BRANO PROPOSTO:
↓↓↓

Viene da lontano la rabbia del Professore. Sono mesi che battaglia dentro e fuori la coalizione sulle coppie di fatto. Accusato dal centrodestra di sposare posizioni simili a quelle di Zapatero e costretto a faticose mediazioni con l’ala rutelliana dell’Unione (più sensibile alle istanze della Chiesa), Prodi, «assolutamente convinto della necessità di dare un riconoscimento giuridico alle coppie di fatto, ma nello stesso tempo contrario a matrimoni e adozioni gay», è riuscito solo di recente a trovare una formula condivisa dall’intera coalizione. Nella bozza di programma elaborata in dicembre nel seminario di San Martino in Campo, sostituito il termine «coppia di fatto» con «unioni civili», vengono sancite forme di riconoscimento più blande di quelle previste dal modello dei Pacs francesi, facendo rientrare la questione in un ambito più privatistico. Una mediazione difficile, che ha consentito a Prodi di incassare il via libera dei centristi dell’Unione, mantenendo agganciata l’ala più radicale. Ma ora la cerimonia di piazza Farnese rischia di riaccendere gli animi. «È assurdo che il dibattito si concentri solo sulle coppie gay, dimenticando che il nostro obiettivo è invece dare un riconoscimento a tutte le convivenze, la maggioranza delle quali sono eterosessuali»: nasce da qui la rabbia prodiana.
Francesco Alberti
LA PARLAMENTARE Anna Finocchiaro (Ds): non capisco Romano
ROMA – «Prodi è amareggiato per la manifestazione in favore dei Pacs? Non capisco quale sia il problema», dice Anna Finocchiaro, ds in commissione Giustizia alla Camera. Sarebbe spiacevolmente sorpreso della partecipazione di esponenti dell’Unione, visto che nel vertice di San Martino in Campo la coalizione ha deciso di non utilizzare più il termine Pacs ma di optare per unioni civili.
«In Parlamento esiste una proposta di legge trasversale, appoggiata anche da alcuni esponenti del centrodestra, che parla espressamente di Pacs. Di fatto è un testo che regolamenta le unioni civili. A volte i termini prevaricano la sostanza ma, insomma, ormai tutti parlano di Pacs, è un’espressione che ha preso piede. Ma è un litigare sulle parole, guardiamo invece al merito. Ecco, io posso comprendere da parte di Prodi una valutazione sull’opportunità politica di fare questa manifestazione, ma nel merito credo proprio che non ci siano differenze. Stiamo parlando della stessa cosa».

↑↑↑

ESTRATTO DEL DATASET:

↓↓↓

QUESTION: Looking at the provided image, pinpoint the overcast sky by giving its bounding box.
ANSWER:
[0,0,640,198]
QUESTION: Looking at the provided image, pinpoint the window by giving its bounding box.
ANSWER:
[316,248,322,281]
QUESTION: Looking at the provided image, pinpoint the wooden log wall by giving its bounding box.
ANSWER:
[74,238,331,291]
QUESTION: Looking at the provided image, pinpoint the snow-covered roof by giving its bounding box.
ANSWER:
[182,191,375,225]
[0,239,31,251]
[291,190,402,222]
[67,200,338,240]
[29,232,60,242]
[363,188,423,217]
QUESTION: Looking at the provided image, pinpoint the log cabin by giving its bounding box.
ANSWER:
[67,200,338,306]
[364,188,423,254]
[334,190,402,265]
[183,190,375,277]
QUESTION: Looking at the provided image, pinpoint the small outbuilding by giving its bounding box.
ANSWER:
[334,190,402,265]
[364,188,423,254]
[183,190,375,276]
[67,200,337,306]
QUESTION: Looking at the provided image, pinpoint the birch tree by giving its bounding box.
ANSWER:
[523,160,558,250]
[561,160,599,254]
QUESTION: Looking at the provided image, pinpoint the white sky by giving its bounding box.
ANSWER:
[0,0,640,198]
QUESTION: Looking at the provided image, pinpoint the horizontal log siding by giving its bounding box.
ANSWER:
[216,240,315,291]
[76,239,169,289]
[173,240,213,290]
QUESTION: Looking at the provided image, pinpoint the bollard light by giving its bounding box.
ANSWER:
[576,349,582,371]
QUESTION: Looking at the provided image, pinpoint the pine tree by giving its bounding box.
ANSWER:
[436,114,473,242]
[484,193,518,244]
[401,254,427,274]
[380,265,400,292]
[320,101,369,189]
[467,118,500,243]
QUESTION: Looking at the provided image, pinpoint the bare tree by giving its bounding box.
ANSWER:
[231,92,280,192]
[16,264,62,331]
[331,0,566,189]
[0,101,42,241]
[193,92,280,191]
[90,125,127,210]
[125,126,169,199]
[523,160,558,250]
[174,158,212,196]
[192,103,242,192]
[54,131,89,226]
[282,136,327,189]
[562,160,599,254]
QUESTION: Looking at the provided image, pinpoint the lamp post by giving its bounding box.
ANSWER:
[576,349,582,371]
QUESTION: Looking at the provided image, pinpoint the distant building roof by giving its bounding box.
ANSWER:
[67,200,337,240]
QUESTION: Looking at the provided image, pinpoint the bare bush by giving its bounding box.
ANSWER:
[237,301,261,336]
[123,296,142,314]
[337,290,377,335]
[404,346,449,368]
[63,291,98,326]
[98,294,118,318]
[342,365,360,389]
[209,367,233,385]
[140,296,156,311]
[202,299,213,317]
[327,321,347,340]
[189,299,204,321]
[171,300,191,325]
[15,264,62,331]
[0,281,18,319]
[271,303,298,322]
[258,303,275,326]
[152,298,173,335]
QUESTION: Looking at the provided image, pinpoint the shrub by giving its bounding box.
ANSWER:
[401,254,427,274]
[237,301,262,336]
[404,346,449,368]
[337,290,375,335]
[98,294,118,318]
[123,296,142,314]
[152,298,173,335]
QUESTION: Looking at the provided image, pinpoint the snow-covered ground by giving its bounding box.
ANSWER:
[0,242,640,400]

↑↑↑

ESERCIZI PROPOSTI:
A: Riassumi in un elenco puntato il paragrafo del brano che comincia con «Viene da lontano la rabbia del Professore», mantenendone i fatti principali.
B: Secondo il brano, in quale commissione della Camera siede Anna Finocchiaro?

SOLUZIONI DEGLI ESERCIZI:
A:
- Da mesi Prodi si batte, dentro e fuori la coalizione, sulla questione delle coppie di fatto.
- Il centrodestra lo accusa di posizioni simili a quelle di Zapatero, e Prodi ha dovuto mediare con l'ala rutelliana dell'Unione, più sensibile alle istanze della Chiesa.
- Prodi è favorevole a un riconoscimento giuridico delle coppie di fatto, ma è contrario a matrimoni e adozioni gay.
- Nella bozza di programma elaborata a dicembre a San Martino in Campo, «coppia di fatto» diventa «unioni civili». Il riconoscimento previsto è più blando di quello dei Pacs francesi e la questione rientra in un ambito più privatistico.
- La mediazione ha ottenuto il via libera dei centristi dell'Unione e ha mantenuto agganciata l'ala più radicale.
- La cerimonia di piazza Farnese rischia ora di riaccendere gli animi.
- Prodi è irritato perché il dibattito si concentra solo sulle coppie gay. L'obiettivo è invece riconoscere tutte le convivenze, in maggioranza eterosessuali.

B: Nella commissione Giustizia.